Exercise objective: Scan the entries below. List each line with "traffic".
Segment Open
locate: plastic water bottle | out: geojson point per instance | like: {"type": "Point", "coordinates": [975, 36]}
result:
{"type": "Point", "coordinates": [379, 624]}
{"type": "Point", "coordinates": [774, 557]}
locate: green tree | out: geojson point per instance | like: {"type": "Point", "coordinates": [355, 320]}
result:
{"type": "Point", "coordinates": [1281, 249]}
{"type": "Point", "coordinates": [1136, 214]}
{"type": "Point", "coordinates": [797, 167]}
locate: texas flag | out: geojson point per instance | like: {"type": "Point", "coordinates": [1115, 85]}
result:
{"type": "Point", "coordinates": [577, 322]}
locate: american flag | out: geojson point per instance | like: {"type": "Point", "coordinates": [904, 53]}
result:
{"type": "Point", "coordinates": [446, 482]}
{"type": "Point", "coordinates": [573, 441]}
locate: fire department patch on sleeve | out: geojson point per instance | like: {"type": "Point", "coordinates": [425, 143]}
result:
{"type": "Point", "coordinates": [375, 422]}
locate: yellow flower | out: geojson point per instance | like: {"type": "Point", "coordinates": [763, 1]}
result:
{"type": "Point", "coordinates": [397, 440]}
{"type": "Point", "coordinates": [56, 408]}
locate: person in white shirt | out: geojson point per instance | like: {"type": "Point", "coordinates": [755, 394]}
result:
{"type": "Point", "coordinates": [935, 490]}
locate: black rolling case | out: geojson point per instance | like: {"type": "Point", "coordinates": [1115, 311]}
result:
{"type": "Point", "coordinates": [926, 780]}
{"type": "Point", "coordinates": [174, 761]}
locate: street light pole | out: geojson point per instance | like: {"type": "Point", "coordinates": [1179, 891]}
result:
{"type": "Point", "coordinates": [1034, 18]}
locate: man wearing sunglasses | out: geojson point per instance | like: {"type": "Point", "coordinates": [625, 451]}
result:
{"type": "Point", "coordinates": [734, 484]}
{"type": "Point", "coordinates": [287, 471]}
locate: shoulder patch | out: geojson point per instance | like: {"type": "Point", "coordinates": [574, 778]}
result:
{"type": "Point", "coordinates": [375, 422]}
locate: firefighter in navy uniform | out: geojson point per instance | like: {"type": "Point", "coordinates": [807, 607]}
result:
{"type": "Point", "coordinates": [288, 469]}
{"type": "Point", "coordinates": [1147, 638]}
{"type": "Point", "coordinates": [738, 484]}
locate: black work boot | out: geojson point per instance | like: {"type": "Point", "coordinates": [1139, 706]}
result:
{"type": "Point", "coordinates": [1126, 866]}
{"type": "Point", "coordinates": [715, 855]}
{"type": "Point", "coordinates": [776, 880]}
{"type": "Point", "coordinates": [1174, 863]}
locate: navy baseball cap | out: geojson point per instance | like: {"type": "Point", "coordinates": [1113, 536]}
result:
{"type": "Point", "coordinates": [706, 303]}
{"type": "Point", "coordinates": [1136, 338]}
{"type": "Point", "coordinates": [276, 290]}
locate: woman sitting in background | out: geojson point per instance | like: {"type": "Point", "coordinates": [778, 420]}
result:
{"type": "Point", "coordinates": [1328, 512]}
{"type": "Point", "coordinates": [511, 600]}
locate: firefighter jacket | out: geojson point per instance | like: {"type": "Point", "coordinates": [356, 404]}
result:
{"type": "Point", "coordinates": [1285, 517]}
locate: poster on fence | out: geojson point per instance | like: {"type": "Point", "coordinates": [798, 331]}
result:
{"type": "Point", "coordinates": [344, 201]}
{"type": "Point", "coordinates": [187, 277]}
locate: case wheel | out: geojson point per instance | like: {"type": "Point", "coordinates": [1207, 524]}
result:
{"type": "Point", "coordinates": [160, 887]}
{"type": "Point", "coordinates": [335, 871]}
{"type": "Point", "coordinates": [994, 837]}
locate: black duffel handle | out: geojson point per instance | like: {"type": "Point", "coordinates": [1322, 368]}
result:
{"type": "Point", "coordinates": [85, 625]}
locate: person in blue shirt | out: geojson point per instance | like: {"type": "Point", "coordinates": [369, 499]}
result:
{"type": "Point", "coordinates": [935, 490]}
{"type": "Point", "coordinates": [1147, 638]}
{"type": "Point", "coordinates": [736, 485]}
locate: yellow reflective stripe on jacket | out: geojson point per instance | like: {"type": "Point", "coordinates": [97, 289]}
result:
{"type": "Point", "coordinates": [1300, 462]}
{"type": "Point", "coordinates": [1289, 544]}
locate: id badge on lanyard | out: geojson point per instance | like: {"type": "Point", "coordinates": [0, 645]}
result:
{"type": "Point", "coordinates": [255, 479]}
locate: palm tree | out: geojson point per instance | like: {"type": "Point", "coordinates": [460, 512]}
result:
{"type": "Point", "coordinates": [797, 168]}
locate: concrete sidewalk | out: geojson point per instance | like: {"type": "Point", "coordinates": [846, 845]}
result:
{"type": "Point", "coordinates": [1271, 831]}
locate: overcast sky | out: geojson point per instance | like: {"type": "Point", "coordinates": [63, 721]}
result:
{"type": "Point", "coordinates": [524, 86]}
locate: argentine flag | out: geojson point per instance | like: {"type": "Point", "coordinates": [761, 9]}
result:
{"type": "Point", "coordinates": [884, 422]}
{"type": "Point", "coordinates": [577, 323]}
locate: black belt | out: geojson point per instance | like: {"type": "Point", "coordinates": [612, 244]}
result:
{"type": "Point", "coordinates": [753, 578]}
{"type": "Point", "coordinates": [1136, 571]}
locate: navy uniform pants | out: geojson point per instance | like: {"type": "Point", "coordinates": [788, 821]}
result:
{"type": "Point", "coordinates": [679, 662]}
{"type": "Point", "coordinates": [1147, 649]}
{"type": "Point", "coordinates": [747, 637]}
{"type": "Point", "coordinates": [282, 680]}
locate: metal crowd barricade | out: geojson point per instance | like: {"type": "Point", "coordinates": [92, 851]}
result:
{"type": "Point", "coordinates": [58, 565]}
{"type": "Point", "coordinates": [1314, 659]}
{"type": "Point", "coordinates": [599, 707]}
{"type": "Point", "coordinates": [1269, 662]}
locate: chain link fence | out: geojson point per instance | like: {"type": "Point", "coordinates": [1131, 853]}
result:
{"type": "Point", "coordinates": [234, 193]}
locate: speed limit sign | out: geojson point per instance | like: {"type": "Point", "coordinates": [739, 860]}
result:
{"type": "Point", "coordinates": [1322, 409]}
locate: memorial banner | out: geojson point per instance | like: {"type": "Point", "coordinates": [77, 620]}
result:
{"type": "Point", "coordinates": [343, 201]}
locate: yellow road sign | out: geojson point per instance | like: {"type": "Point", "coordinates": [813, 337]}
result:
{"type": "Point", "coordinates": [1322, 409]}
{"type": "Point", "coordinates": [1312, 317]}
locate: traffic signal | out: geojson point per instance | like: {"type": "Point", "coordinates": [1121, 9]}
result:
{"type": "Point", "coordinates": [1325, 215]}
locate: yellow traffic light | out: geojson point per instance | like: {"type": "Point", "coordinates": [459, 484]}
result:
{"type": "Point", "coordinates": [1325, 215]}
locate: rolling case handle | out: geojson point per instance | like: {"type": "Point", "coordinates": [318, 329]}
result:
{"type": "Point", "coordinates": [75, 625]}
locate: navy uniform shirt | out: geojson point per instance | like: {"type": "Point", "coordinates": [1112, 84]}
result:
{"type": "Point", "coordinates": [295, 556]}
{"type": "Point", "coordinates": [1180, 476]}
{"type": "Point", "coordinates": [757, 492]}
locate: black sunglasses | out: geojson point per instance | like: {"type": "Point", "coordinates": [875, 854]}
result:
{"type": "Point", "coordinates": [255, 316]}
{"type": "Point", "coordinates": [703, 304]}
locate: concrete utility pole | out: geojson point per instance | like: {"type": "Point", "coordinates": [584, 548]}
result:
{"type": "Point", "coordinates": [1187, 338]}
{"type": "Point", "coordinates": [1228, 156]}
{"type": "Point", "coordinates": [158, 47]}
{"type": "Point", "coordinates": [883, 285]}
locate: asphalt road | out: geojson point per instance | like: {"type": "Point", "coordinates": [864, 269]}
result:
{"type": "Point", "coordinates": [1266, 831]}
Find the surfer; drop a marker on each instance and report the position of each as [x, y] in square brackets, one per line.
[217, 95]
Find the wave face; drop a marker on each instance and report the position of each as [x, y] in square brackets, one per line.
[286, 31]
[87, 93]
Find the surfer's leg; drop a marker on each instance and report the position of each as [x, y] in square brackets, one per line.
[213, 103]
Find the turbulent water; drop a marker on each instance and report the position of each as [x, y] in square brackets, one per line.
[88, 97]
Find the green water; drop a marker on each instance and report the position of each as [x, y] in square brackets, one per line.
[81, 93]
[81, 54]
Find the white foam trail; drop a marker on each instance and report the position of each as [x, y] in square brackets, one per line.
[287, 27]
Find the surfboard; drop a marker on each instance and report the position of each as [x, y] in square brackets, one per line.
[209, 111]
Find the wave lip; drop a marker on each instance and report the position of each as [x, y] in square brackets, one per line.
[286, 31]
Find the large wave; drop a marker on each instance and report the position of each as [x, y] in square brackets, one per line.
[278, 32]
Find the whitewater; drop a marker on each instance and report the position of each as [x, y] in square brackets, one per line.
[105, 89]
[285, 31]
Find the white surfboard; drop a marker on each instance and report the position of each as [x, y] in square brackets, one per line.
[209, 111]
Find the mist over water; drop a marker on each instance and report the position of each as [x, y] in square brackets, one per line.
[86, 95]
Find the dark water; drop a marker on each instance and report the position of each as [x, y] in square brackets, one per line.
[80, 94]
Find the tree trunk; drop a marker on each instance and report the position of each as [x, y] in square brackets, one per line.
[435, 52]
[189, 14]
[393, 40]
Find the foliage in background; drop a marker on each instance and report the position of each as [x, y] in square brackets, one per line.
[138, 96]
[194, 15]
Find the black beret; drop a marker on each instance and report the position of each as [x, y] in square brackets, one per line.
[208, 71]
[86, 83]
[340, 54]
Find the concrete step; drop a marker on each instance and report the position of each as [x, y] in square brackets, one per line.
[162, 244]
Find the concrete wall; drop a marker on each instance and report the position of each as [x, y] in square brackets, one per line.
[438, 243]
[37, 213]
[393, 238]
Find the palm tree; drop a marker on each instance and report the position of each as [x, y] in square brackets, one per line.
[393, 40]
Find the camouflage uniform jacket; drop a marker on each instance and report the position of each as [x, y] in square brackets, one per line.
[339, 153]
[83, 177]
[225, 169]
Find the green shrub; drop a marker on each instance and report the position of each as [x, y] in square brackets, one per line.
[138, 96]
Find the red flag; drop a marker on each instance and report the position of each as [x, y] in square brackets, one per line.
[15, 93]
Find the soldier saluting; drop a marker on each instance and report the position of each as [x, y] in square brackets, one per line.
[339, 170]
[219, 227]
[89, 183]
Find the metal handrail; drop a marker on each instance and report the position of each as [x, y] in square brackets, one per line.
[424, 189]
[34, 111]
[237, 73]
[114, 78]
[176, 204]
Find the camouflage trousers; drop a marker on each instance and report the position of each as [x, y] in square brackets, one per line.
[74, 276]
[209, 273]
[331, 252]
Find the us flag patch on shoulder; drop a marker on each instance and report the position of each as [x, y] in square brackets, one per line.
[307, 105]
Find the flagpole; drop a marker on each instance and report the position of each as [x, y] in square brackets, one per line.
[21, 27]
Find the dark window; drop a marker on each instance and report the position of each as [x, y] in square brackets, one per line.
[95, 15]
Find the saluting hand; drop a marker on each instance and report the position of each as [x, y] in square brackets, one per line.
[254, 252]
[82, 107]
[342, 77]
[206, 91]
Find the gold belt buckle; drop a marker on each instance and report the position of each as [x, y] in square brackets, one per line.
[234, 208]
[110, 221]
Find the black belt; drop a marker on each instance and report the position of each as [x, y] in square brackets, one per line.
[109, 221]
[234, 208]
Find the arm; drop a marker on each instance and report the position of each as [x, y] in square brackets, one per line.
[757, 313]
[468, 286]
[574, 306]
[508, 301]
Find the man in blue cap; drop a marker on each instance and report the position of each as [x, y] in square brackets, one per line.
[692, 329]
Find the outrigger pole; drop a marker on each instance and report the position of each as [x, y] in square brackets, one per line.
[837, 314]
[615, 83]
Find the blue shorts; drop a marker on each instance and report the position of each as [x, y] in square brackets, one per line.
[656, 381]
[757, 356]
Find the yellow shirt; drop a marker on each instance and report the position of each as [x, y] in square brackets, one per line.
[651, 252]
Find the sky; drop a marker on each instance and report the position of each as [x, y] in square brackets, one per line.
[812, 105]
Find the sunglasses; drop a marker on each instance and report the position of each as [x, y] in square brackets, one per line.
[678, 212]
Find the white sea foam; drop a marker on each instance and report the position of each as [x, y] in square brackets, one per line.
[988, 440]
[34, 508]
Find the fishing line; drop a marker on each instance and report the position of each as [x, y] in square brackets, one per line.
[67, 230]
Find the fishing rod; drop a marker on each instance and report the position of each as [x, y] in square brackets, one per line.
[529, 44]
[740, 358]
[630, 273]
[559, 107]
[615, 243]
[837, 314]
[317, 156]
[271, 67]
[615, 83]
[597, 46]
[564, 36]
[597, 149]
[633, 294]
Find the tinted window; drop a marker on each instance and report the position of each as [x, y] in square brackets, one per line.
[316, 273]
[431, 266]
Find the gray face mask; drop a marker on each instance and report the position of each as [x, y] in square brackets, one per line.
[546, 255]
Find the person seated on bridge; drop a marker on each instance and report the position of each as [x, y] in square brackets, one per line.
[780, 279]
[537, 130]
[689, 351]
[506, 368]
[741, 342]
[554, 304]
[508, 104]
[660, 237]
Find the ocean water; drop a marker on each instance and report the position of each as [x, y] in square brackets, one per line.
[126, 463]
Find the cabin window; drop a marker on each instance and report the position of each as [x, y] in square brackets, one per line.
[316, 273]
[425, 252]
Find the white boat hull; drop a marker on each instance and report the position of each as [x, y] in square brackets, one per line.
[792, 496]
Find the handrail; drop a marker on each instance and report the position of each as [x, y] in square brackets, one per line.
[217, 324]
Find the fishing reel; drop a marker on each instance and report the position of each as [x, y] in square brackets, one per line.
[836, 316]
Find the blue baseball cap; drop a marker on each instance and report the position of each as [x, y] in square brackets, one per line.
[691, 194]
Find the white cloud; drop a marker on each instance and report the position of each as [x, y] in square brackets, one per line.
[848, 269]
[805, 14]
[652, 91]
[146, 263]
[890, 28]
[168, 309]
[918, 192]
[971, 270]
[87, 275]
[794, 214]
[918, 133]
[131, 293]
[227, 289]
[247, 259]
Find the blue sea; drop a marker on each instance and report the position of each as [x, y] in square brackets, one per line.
Segment Closed
Answer below:
locate: traffic signal | out: geojson point per instance | like: {"type": "Point", "coordinates": [1121, 9]}
locate: yellow traffic light | out: geojson point per instance | like: {"type": "Point", "coordinates": [459, 484]}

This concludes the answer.